Por su parte, la reorganización de la normativa de policía permitió nuevos mecanismos de control coercitivo de los habitantes de la calle. A pesar de que el control policial de la mendicidad y la habitación de calle fundado en ese solo hecho desapareció, el nuevo código de policía traía herramientas bastante indefinidas para regular de distintas formas a la población callejera. Si bien la Corte Constitucional se pronunció reiterando la imposibilidad del internamiento forzoso de indigentes y la prohibición de penalizar la habitación de calle por sí misma (Sentencia T-043/2015, de 4 de febrero), la Ley 1908/2018, de 9 de julio, dispuso herramientas lo suficientemente amplias como para extender mecanismos punitivos de control, tales como la persecución de la alteración del espacio público en contra de la normativa vigente o las sanciones por ocupación arbitraria del espacio público.

3. EL HABITANTE DE LA CALLE COMO SUJETO LIBRE

El nuevo sujeto habitante de la calle es entonces titular de derechos de asistencia social, y se le da, además, el derecho a consumir drogas y mendigar. Sin embargo, como se mostró, las intenciones de ejercer control sobre esta población buscaron cargarlos con obligaciones que permitieran exigirles ciertas formas de comportamiento. Para esto, el discurso de la elección racional resultó en una herramienta más que adecuada.

Las definiciones de vago y loco partían mayoritariamente de una perspectiva determinista. La idea de que el indigente lo era porque así creó Dios el mundo era el vehículo discursivo que fundamentaba la caridad con el desfavorecido (Castro, 2005), mientras las definiciones de las patologías psiquiátricas encasillaban los comportamientos del loco (Foucault, 2014). Por su parte, el vago, única categoría que gozaba de algo de “libertad” en estos discursos, fue cubierto por el positivismo criminológico que concebía la vagancia como la consecuencia de sujetos -o contextos sociales- deficientes que no comprendían debidamente los valores del trabajo (Melossi, 2018).

Este determinismo religioso y positivista que informaba la regulación de la indigencia durante el siglo XX en Colombia, cuyo epítome era el Decreto 1136/1970, de 19 de julio, fue paulatinamente reemplazado por concepciones que negaban la existencia de un determinismo absoluto, pero predicaban la posibilidad de condicionantes en las decisiones del ser humano. El hecho de vivir en la calle se desprendía de las ideas ligadas a la indigencia, vagancia y locura de los siglos XIX y XX, y se remodelaba a través del reconocimiento de factores que podían contribuir a que una persona habitara la calle. El riesgo aparecía como concepto central para este nuevo “condicionismo” y las políticas públicas se dirigieron inmediatamente a conjurar estos factores (Feeley & Simon, 1992).
....................
### CONSIGNAS DEL EJERCICIO
(a) Responde, por favor, estas preguntas sobre el texto acerca de los habitantes de la calle:
(i) ¿Qué sentencia de la Corte Constitucional se cita y en qué fecha se dictó?
(ii) ¿Cuál era la única de las categorías que gozaba de algo de "libertad" en esos discursos?
(iii) ¿Qué decreto se presenta como epítome del determinismo religioso y positivista?
(b) Retoma el texto sobre los habitantes de la calle tras su última oración y continúalo.

### INFORMACIÓN PROPORCIONADA
....................
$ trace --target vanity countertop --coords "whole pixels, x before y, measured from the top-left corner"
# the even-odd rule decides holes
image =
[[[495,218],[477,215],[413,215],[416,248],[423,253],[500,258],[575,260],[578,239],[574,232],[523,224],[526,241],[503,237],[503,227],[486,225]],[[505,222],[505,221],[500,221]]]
....................
### RESPUESTAS
(a)
(i) La Sentencia T-043/2015, de 4 de febrero.
(ii) El vago.
(iii) El Decreto 1136/1970, de 19 de julio.

(b)
Esta visión de la habitación de calle como una situación condicionada por distintos factores de riesgo construyó una política pública asistencialista de la pobreza que se extendía a mecanismos de vigilancia y control de poblaciones en riesgo como los jóvenes desescolarizados o en etapa temprana del consumo de droga. La definición de los factores de riesgo era una vía para dirigir la asistencia social y para llamar la atención sobre poblaciones que debían ser supervisadas para prevenir la habitación de calle.

El riesgo gozaba de la legitimidad otorgada por la idea de prevención. A pesar de que la idea tradicional de peligrosidad parecía acercarse en algunos aspectos al concepto de riesgo, el discurso era completamente distinto. La peligrosidad, dirigida por la ideología determinista, operaba fundamentalmente como un mecanismo de reacción para controlar sujetos o estados peligrosos; por su parte, la idea de prevención definida a través del concepto de riesgo se dirigía a controlar factores que se ofrecían como previos y externos al sujeto habitante de la calle. Con ello, la intervención asistencial del Estado tenía como fin garantizar que todos los sujetos tuvieran las mismas posibilidades de decisión, lo que lo hacía perder su uso como mecanismo correccionalista de sujetos. El tema ya no era acabar con el habitante de la calle, sino atacar las condiciones que podían llevar a una persona a encontrarse a sí misma en esta situación (Ewald, 1997).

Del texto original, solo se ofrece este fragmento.